(Entries from an annotation dataset)

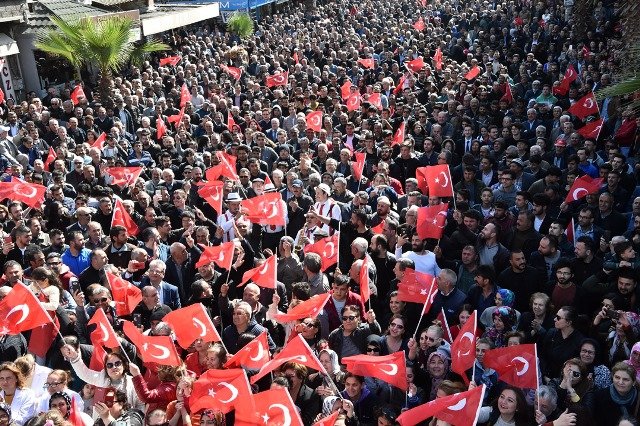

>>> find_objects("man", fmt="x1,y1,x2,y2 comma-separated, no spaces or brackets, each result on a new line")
497,250,546,312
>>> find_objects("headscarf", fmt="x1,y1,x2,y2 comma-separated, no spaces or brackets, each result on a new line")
498,288,516,308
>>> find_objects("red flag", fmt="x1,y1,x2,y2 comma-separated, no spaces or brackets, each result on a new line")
111,198,138,235
122,320,182,366
238,254,278,290
87,309,120,349
105,167,142,188
564,175,602,203
273,293,331,323
43,147,58,171
578,118,604,140
398,268,437,304
345,92,362,111
240,192,286,226
405,56,424,73
160,56,182,67
198,180,224,214
70,84,87,105
342,351,408,390
304,232,340,272
180,83,191,108
91,132,107,150
196,241,235,270
189,368,255,413
307,111,322,132
451,311,477,382
162,303,222,349
0,176,47,208
267,71,289,87
224,330,270,370
0,282,52,336
251,334,325,384
483,344,538,389
358,58,375,69
398,385,485,426
105,271,142,316
426,164,453,197
464,65,480,80
567,92,598,119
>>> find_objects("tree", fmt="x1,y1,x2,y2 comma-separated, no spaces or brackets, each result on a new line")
35,16,169,103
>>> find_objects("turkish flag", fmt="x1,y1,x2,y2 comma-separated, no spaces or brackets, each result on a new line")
353,152,367,180
189,368,255,413
87,309,120,349
160,56,182,67
105,166,142,188
578,118,604,140
91,132,107,150
111,198,138,235
224,330,271,370
367,92,382,111
180,83,191,108
427,164,453,197
451,310,477,382
267,71,289,87
105,271,142,316
238,254,278,290
251,334,325,384
0,176,47,208
483,344,538,389
564,175,602,203
122,320,182,366
198,180,224,214
235,388,303,426
69,84,87,105
162,303,222,349
416,167,429,194
358,256,371,302
398,268,433,304
416,203,449,240
397,385,485,426
306,111,322,132
342,351,409,391
273,293,331,324
405,56,424,73
304,232,340,272
345,92,362,111
567,92,599,119
196,241,235,270
391,120,405,146
240,192,286,226
0,282,52,336
42,147,58,172
464,65,480,80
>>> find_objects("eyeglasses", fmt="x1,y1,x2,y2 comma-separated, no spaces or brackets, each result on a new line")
105,361,122,368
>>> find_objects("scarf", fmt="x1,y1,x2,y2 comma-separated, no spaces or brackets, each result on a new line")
609,385,638,417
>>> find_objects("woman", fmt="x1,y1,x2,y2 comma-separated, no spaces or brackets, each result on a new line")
380,314,409,355
580,339,611,389
478,386,535,426
47,392,93,426
482,306,516,348
62,345,144,417
0,362,38,426
518,293,553,343
585,362,640,426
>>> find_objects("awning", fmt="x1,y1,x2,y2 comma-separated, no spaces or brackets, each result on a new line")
140,3,220,36
0,33,20,57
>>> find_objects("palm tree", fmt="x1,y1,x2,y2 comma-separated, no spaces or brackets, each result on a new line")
35,16,169,104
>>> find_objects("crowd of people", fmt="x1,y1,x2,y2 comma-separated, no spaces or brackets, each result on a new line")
0,0,640,426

> _Instructions to follow_: Please return each line of the entries above that contains the string "flag".

> _Task answer_:
>>> find_objects("red flag", fmt="x1,y1,x2,y2 comma-separated, no spaces or brackets, each result on a new line")
>>> find_objects("turkish flag", fmt="x1,y1,x2,y2 comma-separated, no spaces or brackets, each result on a new line")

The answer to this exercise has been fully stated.